--- start of DOCUMENT EXTRACT ---
I tried a few different chunk sizes on different machines. 8MB gave the best results for most cases. Later bumped to 16MB after more testing. 45s to 38.6s.

SWAR byte matching

Instead of scanning byte by byte for newlines and semicolons, process 8 bytes at a time using SWAR(SIMD Within A Register). It's a bitwise trick to find a target byte in a u64 without loops.

The idea: replicate the target byte across all 8 bytes, XOR with input to find matches, then use arithmetic to detect zero bytes (matches).

// replicate byte across u64
let pattern = (byte as u64).wrapping_mul(0x0101010101010101);

// XOR makes matching bytes zero
let xor_result = val ^ pattern;

// arithmetic trick detects zero bytes
let match_mask = xor_result.wrapping_sub(0x0101010101010101) 
                    & !xor_result & 0x8080808080808080;

// find position using trailing_zeros
(match_mask != 0).then_some((match_mask.trailing_zeros() >> 3) as usize)

If we're looking for \n (0x0a), multiply by 0x0101010101010101 to get 0x0a0a0a0a0a0a0a0a. XOR with input - matching bytes become 0x00. The subtraction trick detects these zero bytes and sets the high bit. The final mask has 0x80 at each matching byte position. We then use trailing_zeros() >> 3 to find the byte position (shifting right by 3 divides bit position by 8 to get byte offset).

AVX-512 SIMD

SWAR processes 8 bytes at a time. AVX-512 can process 64 bytes at a time using special CPU instructions.

The trick is to load 64 bytes into a 512-bit register, compare all bytes in parallel with _mm512_cmpeq_epi8_mask, get a bitmask showing which bytes matched. Unroll this 4 times to scan 256 bytes per loop iteration.

let pattern = _mm512_set1_epi8(needle as i8);

while i + 256 <= end {
    // load 4 chunks of 64 bytes each
    let chunk0 = _mm512_loadu_si512(...);
    let chunk1 = _mm512_loadu_si512(...);
    let chunk2 = _mm512_loadu_si512(...);
    let chunk3 = _mm512_loadu_si512(...);

    // compare all 64 bytes at once, get bitmask
    let mask0 = _mm512_cmpeq_epi8_mask(chunk0, pattern);
    if mask0 != 0 {
        return Some(i + mask0.trailing_zeros());
    }
    // ... check other chunks
    
    i += 256;
}

// fallback: SWAR for remaining, then byte by byte

For remaining bytes that don't fit in 256-byte chunks, fallback to SWAR(8 bytes at a time), then byte by byte for the last 1-7 bytes. Instead of checking every byte individually, we check 256 bytes at once.

Threading

Time to throw cores at the problem. Split the file into segments(one per CPU core), process each segment in parallel, then merge results.
--- end of DOCUMENT EXTRACT ---
--- start of SOURCE EXCERPT ---
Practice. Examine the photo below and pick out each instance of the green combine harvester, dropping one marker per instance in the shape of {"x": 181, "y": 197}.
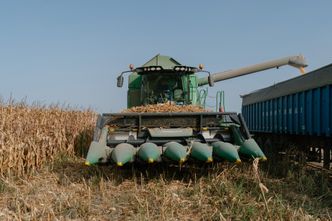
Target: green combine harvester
{"x": 175, "y": 137}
--- end of SOURCE EXCERPT ---
* _SET PROBLEM_:
Continue the optimization write-up on SWAR, AVX-512, and threading, starting right after its last sentence.

* _ANSWER TO THE PROBLEM_:
let num_threads = std::thread::available_parallelism().unwrap_or(1);

// pre-compute boundaries aligned to newlines
let mut segment_boundaries = vec![0];
for thread_id in 1..num_threads {
    let target_pos = thread_id * (data_len / num_threads);
    let boundary = find_previous_newline(data, 0, target_pos);
    segment_boundaries.push(boundary + 1);
}

for thread_id in 0..num_threads {
    thread::spawn(move || {
        let mut local_stats = HashMap::new();
        local_stats
    });
}

// merge results from all threads

The key insight is to precompute boundaries aligned to newlines so threads don't split lines. Each thread builds its own hashmap, then we merge at the end. 31.4s to 27.25s.

CPU prefetch hints

Tell the CPU to load data into cache before we actually need it. Prefetch 32KB and 64KB ahead while processing each chunk.

while file_pos < segment_end {
    // prefetch data we'll need soon
    _mm_prefetch(data.as_ptr().add(file_pos + 32 * 1024), _MM_HINT_T0);
    _mm_prefetch(data.as_ptr().add(file_pos + 64 * 1024), _MM_HINT_T0);
    
    // process current chunk...
}

CPUs can often prefetch sequential data automatically, so manual prefetching isn't always needed. But in my testing, adding prefetch hints in a few strategic places helped. The idea is to warm up the cache right before we need the data.

Backwards temperature parsing

Instead of searching forward for the semicolon, parse backwards from the newline. The temperature format is fixed, so the semicolon is always 3-5 bytes from the end.

I ran a DuckDB query on the data to confirm:

SELECT len(line) - instr(line, ';') as semicolon_from_right, count(*)
FROM read_csv('measurements.txt', ...)
GROUP BY semicolon_from_right;

┌─────────────────────┬───────────┐
│ semicolon_from_right│   count   │
├─────────────────────┼───────────┤
│          3          │ 178772818 │
│          4          │ 801065020 │
│          5          │  20162162 │
└─────────────────────┴───────────┘

Only 3 possible positions. We can parse backwards by grabbing the fractional digit, skipping the dot, grabbing integer digits, and checking for a minus sign. There are only 4 patterns: ;I.F, ;-I.F, ;II.F, ;-II.F.

let ptr = data.as_ptr().add(end);

let float = (*ptr.sub(1) - b'0') as i16;  // last byte
let int_l = (*ptr.sub(3) - b'0') as i16;  // skip dot
let byte_4 = *ptr.sub(4);

let mut value = int_l * 10 + float;

if byte_4 == b';' {
    // ;I.F
    semicolon_pos = end - 4;
} else if byte_4 == b'-' {
    // ;-I.F
    semicolon_pos = end - 5;
    value = -value;
} else {
    // ;II.F or ;-II.F
    let int_h = ((byte_4 - b'0') as i16) * 100;
    value = int_h + value;
    // check byte 5 for semicolon or minus...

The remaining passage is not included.